Problem with reproducing the results of COLLAB and REDDIT datasets

MarcTLaw commented 3 years ago

Hi,

I have unsuccessfully tried to reproduce the results for the 10-fold cross validation settings in Appendix Section E. I managed to do it for the D&D, Enzymes and Proteins, datasets but not for the Reddit and Collab datasets although I have followed the data processing steps.

Collab: For the Lorentz manifold, the reported accuracy is 88.96%. I have run the code using the same settings, and also tried different optimizers, learning rates, increased the number of epochs and patience parameter. The average score is usually about 81% (79 to 83%).

Reddit: Same as above. The reported accuracy is 53% but the accuracy for every split is always less than 50%.

Do you have an idea how to fix that?

Thanks in advance.

leuchine commented 3 years ago

Hi Marc,

Thanks for raising this issue. As these datasets are small and the results usually have large variances, they are a bit sensitive to seeds and hyperparameter settings. Could you please provide the parameters you used on these two datasets? Also, have you tried to change the activation function? Thanks!

------------

▶ **Exercise objective**
Can you condense the paragraph beginning "Collab: For the Lorentz manifold" in the thread above into a short list, keeping its main facts?

(Natural-language object grounding data)
------------

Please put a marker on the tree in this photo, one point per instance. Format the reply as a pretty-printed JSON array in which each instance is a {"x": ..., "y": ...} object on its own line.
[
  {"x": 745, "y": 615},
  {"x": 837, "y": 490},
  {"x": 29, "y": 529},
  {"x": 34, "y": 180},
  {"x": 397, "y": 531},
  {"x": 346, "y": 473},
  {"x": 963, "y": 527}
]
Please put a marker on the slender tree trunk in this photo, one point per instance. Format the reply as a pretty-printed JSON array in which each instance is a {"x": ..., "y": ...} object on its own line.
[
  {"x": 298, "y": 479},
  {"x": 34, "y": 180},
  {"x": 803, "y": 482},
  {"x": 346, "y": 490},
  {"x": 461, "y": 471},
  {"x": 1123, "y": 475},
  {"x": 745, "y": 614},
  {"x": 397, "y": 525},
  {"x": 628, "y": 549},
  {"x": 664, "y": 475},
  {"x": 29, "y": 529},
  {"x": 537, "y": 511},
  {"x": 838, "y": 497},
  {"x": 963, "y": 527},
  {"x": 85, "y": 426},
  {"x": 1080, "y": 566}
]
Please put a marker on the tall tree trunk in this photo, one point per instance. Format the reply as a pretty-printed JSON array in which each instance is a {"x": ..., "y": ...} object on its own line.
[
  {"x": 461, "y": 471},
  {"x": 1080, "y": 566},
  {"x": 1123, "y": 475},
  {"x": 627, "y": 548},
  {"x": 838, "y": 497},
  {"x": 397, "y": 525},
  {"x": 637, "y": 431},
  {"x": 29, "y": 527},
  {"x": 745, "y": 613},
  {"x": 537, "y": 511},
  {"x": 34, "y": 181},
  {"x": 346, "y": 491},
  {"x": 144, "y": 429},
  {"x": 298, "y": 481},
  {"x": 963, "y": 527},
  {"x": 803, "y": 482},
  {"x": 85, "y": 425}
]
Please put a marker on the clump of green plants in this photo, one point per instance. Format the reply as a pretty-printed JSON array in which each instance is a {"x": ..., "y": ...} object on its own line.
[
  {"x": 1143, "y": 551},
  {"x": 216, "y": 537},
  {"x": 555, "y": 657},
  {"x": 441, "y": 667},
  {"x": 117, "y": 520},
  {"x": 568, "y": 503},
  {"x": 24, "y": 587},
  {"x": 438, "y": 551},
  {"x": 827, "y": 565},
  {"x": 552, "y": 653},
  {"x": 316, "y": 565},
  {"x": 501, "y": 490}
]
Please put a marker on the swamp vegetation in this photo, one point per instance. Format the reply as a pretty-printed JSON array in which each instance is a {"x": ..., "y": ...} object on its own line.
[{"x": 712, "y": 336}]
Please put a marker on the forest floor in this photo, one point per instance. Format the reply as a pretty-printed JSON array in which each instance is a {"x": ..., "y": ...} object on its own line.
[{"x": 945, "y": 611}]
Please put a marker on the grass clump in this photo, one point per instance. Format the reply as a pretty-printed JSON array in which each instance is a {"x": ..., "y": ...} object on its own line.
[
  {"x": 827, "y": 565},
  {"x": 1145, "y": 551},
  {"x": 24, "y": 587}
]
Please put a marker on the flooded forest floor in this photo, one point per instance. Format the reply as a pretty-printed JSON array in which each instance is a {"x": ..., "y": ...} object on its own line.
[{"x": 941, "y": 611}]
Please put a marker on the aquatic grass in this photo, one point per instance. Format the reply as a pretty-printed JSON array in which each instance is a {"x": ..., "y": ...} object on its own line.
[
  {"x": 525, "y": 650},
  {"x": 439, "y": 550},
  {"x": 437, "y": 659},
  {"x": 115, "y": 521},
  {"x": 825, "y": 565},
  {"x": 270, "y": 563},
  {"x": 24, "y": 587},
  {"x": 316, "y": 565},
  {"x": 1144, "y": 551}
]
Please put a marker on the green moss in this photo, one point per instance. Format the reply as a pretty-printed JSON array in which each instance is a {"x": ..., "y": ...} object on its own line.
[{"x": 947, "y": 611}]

------------

▶ **Result for this exercise**
- Dataset and setting: Collab, Lorentz manifold
- Reported accuracy: 88.96%
- Attempts: the same settings, then different optimizers and learning rates, more epochs and a larger patience parameter
- Result: an average of about 81%, ranging from 79% to 83%